**To do**
All lines holding the word "wheel" are to be copied from the records beneath.

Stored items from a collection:
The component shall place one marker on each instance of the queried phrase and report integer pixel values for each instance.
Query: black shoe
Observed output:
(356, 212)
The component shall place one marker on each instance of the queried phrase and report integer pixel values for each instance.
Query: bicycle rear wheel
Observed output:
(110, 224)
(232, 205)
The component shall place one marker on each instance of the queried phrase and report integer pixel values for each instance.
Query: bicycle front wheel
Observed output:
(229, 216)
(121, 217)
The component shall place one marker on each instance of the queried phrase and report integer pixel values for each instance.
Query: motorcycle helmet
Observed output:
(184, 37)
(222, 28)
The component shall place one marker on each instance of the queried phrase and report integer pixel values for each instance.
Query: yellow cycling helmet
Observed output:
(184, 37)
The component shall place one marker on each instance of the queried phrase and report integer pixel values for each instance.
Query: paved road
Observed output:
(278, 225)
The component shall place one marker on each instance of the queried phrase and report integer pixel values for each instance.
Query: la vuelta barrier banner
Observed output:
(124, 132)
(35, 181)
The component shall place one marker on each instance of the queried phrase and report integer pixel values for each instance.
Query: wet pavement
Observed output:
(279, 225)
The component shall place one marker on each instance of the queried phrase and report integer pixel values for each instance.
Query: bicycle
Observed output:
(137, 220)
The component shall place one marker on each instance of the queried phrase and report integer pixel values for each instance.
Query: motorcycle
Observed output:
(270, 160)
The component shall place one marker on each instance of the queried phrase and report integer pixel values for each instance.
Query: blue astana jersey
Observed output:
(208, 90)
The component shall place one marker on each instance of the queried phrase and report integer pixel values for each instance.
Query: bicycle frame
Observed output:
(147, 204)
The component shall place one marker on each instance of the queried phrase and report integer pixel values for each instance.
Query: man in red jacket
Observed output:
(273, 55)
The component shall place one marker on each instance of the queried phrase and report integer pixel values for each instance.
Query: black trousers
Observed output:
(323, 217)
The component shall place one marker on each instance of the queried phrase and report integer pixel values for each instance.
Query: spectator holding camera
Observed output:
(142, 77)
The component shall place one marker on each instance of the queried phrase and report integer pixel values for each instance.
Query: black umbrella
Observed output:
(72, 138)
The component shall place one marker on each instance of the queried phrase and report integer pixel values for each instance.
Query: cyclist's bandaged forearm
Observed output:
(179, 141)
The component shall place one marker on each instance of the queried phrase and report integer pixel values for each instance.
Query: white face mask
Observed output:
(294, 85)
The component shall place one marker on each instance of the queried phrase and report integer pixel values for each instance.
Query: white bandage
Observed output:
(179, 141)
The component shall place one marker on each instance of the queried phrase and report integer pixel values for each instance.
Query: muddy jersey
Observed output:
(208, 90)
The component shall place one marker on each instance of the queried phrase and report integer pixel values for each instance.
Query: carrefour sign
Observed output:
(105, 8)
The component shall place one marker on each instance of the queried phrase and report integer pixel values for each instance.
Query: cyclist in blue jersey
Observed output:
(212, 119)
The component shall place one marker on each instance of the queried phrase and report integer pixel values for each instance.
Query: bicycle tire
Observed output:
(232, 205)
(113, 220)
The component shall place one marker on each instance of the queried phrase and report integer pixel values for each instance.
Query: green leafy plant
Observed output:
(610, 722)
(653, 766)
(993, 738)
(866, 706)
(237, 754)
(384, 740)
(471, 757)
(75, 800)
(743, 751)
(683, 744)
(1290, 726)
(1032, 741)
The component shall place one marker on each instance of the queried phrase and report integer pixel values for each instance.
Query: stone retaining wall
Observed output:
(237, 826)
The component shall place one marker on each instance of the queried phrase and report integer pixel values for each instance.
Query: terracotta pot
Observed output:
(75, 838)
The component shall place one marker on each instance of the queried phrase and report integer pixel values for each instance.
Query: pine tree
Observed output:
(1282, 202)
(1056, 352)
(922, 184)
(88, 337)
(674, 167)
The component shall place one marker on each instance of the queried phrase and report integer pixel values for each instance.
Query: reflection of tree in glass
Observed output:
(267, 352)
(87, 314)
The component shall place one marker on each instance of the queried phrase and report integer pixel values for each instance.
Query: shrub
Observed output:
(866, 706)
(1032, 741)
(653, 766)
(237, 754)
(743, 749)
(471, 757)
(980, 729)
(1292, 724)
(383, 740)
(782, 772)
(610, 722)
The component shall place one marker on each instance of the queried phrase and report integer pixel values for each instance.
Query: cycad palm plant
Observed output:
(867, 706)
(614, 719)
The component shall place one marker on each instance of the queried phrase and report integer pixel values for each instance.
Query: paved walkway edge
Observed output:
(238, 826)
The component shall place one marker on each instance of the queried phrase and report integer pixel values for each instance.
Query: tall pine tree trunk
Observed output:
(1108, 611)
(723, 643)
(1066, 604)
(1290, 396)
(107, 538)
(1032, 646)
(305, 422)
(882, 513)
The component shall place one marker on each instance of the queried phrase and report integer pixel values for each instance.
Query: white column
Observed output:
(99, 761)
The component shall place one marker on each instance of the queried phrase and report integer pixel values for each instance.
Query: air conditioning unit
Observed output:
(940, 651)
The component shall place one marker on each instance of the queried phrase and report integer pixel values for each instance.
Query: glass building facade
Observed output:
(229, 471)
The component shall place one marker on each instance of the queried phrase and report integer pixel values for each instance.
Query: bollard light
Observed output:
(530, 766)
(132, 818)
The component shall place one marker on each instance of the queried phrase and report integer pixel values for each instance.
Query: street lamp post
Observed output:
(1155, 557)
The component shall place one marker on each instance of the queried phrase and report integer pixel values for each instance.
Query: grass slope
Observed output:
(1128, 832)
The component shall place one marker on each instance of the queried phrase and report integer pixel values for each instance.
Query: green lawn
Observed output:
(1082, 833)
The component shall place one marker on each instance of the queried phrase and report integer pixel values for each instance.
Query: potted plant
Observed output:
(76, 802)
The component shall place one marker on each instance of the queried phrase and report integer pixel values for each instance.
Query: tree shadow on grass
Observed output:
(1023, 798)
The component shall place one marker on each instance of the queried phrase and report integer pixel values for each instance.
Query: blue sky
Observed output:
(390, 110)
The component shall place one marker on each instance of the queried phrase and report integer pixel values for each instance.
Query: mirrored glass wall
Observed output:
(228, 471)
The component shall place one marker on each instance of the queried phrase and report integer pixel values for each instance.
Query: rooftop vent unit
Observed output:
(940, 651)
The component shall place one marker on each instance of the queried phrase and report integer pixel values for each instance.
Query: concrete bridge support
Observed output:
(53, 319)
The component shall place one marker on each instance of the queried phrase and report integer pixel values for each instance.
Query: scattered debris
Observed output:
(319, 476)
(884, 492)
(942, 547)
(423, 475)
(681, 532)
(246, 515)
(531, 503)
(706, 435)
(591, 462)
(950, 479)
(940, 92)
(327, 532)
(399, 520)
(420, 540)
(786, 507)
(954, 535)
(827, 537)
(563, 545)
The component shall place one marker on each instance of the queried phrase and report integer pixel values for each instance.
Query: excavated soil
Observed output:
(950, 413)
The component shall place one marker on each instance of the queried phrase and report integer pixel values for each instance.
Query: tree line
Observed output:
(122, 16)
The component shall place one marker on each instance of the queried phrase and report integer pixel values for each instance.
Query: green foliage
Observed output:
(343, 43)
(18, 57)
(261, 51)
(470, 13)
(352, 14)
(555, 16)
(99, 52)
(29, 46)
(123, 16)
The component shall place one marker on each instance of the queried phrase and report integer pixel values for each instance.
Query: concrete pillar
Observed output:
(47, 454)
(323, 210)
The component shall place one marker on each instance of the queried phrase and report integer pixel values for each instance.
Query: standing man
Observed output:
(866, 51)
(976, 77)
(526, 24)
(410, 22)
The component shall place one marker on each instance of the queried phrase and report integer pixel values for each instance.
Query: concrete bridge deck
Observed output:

**Task response**
Query: bicycle rear wheel
Query: bicycle front wheel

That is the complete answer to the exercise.